### Excerpted passage
* BEGIN *
I was interested in the language. How could I not be? I was surrounded by it. It was in all the place names of my parish. It had left its mark in the syntax and grammar of the spoken English of my community (the one, the both, the every). It was used in my home. When I was little, my parents conversed in it when they didn’t want their children to understand what they were talking about (it was, I suppose, handier than telling us to leave the room). Unfortunately, in a strange parallel of the way the language has become a conflicted issue in Northern Ireland/the North, it was also a bone of contention between them. And my parents contended a lot. 

Both of them were 1920s babies, and each was shaped profoundly shaped by those times. I was never told the details, but snippets slipped out. A paternal grandmother, it was hinted, who had been in or at least attracted to, Cumann na mBan – certainly, her brother was interned in Ballykinlar – I have inherited his autograph book; and a paternal grandfather who emigrated post-partition and didn’t return for decades. My father lived several years of his childhood in New York. He came back to Tyrone in 1933 and, at his new school in Omagh, he wrote his name as “Seamus”. (He had been “Jimmy” in New York. His first name on his birth certificate is “James”). He was known as Seamus for the rest of his life.
* END *
### Exercises to complete
(A) Answer the following questions from the excerpted passage.
(i) When the narrator was little, for what purpose did the parents converse in the language?
(ii) Where was the paternal grandmother's brother interned?
(iii) In what year did the father come back to Tyrone?
(B) Reproduce a portion of the excerpted passage word for word, beginning at the words "Both of them" and stopping after the words "of his life.".

### Excerpted records
* BEGIN *
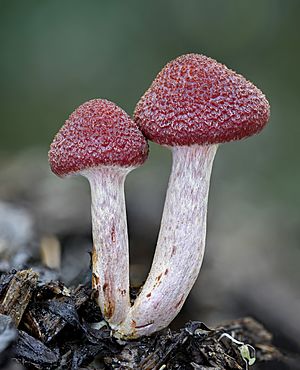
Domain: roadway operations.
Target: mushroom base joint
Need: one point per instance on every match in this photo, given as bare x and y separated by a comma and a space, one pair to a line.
180, 246
110, 256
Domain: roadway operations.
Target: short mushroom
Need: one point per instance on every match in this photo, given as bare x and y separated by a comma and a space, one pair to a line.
194, 104
102, 143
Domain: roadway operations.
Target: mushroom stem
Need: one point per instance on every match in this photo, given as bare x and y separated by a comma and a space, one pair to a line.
110, 255
180, 245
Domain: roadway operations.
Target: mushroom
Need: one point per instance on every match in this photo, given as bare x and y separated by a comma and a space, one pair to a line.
102, 143
194, 104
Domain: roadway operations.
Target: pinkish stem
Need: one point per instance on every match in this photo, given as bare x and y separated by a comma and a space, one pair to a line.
181, 243
110, 256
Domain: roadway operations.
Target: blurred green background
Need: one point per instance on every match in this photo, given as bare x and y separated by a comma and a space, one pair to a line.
57, 54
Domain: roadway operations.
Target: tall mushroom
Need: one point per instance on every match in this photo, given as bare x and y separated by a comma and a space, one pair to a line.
194, 104
101, 142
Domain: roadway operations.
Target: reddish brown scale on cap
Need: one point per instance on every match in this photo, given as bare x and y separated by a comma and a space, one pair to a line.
196, 100
97, 133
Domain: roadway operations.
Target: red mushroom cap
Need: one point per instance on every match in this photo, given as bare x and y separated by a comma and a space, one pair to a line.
196, 100
97, 133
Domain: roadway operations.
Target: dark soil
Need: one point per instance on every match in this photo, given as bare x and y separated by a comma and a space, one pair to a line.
46, 325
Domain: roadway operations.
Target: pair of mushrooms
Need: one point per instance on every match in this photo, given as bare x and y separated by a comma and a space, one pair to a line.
194, 104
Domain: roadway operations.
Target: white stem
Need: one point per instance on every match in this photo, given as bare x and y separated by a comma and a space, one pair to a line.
180, 245
110, 255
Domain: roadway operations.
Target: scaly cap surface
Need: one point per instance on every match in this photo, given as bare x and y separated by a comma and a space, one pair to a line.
196, 100
97, 133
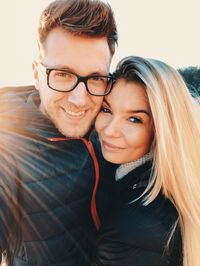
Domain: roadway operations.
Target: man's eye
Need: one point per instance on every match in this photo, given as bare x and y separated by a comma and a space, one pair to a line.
136, 120
63, 74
* END *
### Task results
(A)
(i) They conversed in it when they did not want their children to understand what they were talking about.
(ii) Ballykinlar.
(iii) 1933.

(B)
Both of them were 1920s babies, and each was shaped profoundly shaped by those times. I was never told the details, but snippets slipped out. A paternal grandmother, it was hinted, who had been in or at least attracted to, Cumann na mBan – certainly, her brother was interned in Ballykinlar – I have inherited his autograph book; and a paternal grandfather who emigrated post-partition and didn’t return for decades. My father lived several years of his childhood in New York. He came back to Tyrone in 1933 and, at his new school in Omagh, he wrote his name as “Seamus”. (He had been “Jimmy” in New York. His first name on his birth certificate is “James”). He was known as Seamus for the rest of his life.